Beginning with the first line of the data below, reproduce every line unchanged, ending with the line that holds "Target: man in gray shirt".
=== Section Start ===
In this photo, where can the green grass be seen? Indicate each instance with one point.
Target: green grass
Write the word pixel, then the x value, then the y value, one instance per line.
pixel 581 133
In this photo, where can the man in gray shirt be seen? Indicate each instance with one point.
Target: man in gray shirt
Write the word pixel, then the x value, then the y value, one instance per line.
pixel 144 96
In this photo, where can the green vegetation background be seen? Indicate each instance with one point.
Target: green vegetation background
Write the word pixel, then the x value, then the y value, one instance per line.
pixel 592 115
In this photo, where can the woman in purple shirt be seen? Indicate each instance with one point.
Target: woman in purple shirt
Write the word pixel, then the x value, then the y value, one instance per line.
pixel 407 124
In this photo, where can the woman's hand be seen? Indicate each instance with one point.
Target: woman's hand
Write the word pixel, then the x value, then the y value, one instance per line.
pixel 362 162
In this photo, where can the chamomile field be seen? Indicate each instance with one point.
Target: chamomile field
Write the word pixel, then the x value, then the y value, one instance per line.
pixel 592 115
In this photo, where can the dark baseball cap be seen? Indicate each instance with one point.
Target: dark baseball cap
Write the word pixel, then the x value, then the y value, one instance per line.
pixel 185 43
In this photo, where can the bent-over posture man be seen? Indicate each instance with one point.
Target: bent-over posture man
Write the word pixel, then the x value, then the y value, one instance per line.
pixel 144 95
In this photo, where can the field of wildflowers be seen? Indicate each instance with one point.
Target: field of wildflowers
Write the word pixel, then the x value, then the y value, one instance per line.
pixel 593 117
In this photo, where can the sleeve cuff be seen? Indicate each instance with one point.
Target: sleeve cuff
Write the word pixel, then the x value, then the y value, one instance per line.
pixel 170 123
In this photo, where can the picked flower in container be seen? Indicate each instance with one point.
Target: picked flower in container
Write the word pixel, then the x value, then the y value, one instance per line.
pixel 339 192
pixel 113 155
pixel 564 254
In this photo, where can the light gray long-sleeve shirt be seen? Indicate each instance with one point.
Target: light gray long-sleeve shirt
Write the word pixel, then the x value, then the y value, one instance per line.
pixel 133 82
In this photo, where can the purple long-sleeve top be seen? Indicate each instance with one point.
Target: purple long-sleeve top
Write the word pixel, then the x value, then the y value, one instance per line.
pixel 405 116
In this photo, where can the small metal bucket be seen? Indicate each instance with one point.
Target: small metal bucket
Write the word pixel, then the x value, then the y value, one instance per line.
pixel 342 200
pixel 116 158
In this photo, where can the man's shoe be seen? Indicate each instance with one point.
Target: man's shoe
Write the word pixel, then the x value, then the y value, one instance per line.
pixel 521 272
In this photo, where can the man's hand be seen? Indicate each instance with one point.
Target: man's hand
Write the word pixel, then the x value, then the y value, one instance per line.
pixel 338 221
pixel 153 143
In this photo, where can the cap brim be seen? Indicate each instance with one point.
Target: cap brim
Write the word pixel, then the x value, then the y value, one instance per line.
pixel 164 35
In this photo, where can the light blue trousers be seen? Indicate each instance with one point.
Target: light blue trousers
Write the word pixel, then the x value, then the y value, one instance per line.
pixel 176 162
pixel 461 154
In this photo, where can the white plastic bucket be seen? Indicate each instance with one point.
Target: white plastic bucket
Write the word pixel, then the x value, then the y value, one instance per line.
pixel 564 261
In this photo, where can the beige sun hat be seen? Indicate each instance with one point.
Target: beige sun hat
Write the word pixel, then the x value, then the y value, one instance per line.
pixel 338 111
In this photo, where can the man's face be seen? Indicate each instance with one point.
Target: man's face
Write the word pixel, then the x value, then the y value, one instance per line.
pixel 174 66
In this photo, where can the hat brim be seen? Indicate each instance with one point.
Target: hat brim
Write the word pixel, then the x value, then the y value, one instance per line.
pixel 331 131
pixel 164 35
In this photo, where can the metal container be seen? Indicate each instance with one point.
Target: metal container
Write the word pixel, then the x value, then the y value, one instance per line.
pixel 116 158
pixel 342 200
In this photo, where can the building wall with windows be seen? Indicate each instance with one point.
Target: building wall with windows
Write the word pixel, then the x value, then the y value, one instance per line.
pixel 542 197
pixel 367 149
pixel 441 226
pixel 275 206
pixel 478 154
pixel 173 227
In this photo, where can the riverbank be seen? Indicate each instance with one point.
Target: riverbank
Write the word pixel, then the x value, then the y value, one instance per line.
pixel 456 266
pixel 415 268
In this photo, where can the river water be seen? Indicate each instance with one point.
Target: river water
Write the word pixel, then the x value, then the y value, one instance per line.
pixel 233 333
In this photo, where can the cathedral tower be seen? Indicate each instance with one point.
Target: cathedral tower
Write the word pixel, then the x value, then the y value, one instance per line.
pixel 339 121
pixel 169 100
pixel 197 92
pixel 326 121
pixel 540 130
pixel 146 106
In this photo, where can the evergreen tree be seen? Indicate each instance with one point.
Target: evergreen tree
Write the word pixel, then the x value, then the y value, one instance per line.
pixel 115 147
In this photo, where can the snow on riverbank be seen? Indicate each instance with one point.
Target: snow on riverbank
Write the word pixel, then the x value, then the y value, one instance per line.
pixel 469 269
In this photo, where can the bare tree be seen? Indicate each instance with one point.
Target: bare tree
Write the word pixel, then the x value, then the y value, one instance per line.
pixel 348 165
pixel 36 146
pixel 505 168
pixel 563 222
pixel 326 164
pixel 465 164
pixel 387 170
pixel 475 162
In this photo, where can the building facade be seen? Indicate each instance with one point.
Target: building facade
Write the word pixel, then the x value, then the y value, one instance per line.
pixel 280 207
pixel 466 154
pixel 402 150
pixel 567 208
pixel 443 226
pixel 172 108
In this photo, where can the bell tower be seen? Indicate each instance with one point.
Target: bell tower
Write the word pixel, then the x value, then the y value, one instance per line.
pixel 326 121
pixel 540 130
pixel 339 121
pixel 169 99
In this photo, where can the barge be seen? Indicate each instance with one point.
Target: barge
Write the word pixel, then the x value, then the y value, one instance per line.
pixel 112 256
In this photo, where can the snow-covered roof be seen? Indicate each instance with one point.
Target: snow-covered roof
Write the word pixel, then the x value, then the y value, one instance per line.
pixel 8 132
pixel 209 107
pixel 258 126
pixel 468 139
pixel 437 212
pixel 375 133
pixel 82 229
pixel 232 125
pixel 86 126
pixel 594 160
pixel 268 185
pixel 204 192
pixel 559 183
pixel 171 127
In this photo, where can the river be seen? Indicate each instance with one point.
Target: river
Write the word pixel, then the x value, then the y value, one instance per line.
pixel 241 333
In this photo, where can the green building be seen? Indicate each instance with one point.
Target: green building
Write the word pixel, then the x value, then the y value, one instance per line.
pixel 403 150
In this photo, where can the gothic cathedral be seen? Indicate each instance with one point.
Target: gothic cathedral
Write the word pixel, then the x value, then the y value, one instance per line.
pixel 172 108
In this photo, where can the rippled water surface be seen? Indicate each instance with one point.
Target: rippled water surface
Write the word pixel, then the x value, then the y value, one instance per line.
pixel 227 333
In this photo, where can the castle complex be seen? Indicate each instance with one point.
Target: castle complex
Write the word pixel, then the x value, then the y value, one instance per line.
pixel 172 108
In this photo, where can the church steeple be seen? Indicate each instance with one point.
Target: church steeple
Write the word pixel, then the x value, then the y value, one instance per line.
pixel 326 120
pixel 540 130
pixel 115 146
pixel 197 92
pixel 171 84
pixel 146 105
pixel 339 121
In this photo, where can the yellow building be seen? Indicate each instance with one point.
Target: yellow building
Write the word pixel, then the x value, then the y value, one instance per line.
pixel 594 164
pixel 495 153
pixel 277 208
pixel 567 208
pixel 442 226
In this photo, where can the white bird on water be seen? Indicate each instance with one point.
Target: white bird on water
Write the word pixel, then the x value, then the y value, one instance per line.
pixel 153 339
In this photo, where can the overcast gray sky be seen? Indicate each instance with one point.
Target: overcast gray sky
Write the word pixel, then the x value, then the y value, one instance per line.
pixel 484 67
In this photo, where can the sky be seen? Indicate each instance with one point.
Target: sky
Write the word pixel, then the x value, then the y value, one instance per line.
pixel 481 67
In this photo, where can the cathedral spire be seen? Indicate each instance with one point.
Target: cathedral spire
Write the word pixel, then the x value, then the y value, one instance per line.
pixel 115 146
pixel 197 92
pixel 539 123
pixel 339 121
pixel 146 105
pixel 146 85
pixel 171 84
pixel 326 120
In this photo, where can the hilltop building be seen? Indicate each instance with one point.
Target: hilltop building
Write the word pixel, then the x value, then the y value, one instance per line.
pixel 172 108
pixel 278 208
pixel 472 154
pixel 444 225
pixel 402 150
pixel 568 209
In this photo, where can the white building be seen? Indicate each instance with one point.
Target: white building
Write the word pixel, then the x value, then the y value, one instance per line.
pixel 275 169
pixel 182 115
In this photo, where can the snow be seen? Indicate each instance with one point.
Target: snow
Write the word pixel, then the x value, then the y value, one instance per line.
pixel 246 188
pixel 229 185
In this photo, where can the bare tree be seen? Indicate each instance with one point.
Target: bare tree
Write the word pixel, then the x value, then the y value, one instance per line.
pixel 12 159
=== Section End ===
■ ANSWER SECTION:
In this photo, where can the green grass be seen? Indicate each instance with one point.
Target: green grass
Write the word pixel, then the x value, then the y value, one instance per line.
pixel 581 133
In this photo, where can the man in gray shirt be seen? Indicate each instance with one point.
Target: man in gray shirt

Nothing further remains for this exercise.